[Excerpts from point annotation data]

***

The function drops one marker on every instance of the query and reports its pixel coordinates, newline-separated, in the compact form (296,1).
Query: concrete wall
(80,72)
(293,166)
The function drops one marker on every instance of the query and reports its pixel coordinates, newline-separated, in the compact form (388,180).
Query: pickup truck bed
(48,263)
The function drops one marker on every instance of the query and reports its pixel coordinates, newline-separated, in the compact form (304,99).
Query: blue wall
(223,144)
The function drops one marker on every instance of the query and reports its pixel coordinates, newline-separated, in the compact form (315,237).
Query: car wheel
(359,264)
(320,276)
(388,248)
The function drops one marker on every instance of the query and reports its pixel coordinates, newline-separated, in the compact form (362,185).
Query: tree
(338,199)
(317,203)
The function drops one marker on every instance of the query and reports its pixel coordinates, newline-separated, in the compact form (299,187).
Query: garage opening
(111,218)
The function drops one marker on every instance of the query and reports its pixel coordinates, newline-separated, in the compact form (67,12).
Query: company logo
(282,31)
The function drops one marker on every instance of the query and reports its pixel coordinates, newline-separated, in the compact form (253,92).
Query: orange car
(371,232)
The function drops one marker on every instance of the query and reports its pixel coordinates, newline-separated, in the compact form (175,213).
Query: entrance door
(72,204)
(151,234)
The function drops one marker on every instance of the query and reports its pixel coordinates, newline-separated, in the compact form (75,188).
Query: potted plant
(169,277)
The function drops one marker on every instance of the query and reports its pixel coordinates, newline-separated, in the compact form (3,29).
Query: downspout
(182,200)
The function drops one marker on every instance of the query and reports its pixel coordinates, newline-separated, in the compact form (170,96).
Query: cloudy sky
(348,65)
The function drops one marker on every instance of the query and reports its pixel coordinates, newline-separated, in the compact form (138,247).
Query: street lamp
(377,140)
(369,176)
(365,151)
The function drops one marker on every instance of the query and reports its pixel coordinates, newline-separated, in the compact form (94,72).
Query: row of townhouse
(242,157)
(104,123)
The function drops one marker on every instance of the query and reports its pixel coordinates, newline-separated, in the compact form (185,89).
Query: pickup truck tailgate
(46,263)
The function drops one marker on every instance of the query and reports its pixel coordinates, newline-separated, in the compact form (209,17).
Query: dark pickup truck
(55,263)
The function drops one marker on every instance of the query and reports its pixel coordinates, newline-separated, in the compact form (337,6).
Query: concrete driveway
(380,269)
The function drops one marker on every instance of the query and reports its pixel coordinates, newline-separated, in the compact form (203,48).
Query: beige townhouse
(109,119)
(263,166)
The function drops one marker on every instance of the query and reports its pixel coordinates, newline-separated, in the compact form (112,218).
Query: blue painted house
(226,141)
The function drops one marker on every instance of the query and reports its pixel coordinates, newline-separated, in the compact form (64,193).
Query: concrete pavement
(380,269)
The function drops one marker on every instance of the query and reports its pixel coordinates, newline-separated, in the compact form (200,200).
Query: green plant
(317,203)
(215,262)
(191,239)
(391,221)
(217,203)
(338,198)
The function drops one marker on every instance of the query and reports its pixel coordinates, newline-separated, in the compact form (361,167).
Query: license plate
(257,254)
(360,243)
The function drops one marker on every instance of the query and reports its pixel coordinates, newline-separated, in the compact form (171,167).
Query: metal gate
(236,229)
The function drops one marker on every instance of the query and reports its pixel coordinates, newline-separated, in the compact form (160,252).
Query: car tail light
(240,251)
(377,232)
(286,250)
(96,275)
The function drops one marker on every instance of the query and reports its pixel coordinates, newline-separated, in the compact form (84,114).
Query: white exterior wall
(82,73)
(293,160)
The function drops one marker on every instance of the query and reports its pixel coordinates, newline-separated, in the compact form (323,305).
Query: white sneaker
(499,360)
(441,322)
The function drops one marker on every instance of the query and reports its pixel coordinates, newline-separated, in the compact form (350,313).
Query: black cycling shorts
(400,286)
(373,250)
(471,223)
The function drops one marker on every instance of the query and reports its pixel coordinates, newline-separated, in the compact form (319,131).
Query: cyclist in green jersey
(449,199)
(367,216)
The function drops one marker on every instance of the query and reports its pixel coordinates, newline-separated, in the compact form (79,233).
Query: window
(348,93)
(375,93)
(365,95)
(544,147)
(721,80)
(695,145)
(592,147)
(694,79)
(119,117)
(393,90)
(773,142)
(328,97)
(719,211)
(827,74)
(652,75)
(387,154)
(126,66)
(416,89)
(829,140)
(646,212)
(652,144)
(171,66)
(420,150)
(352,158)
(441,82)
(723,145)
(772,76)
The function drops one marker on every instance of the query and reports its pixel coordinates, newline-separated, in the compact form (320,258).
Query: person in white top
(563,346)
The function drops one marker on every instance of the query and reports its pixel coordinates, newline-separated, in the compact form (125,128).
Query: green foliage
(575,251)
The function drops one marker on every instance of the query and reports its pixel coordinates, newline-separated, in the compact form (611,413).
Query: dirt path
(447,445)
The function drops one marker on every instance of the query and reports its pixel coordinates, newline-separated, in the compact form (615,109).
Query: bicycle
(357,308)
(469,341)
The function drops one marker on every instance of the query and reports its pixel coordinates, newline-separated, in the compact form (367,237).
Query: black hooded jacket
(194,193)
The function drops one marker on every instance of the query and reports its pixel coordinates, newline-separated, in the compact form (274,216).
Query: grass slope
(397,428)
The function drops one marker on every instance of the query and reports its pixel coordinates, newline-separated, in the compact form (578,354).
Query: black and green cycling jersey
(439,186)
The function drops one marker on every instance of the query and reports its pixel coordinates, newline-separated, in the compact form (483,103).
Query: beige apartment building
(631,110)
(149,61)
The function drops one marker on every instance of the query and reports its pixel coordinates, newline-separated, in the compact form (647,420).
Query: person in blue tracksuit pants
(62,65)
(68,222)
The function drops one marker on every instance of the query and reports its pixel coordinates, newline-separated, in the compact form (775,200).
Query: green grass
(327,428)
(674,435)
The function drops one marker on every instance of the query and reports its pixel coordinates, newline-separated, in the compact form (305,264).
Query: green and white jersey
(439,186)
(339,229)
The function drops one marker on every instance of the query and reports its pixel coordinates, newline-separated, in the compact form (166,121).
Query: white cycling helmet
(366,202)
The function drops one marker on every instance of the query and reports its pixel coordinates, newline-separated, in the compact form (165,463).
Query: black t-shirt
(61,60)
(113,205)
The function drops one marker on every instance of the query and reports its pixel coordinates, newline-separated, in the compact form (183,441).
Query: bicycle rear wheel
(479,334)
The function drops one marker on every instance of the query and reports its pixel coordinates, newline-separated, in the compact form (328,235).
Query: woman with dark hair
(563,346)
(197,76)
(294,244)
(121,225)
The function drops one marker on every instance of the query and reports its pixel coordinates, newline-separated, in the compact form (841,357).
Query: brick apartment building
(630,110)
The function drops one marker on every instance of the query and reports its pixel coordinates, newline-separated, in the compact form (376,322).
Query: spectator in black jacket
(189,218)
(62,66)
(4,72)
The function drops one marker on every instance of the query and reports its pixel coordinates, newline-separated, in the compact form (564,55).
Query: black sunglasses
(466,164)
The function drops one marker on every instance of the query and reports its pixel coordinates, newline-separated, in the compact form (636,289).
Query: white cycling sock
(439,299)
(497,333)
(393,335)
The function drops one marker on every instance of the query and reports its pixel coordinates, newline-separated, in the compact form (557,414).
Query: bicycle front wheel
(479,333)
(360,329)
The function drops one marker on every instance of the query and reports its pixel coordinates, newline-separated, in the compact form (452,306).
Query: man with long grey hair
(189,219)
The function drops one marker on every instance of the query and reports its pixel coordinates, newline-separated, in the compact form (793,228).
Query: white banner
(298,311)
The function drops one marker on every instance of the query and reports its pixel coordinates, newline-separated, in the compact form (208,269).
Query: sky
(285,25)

***

### Written task
Output only the lines from the one holding "compact form (557,414)." through the last line above, exactly as they appear.

### Exercise answer
The function drops one marker on every instance of the query and reports its pixel coordinates, newline-separated, in the compact form (557,414).
Query: bicycle front wheel
(479,333)
(360,329)
The function drops one marker on every instance of the query and reports its pixel coordinates, newline-separated, in the compact form (452,306).
Query: man with long grey hair
(189,219)
The function drops one marker on every instance of the query and reports its pixel coordinates, newline-separated, in the compact form (793,228).
Query: white banner
(298,311)
The function drops one marker on every instance of the query and reports its pixel coordinates, newline-separated, in the compact form (208,269).
Query: sky
(285,25)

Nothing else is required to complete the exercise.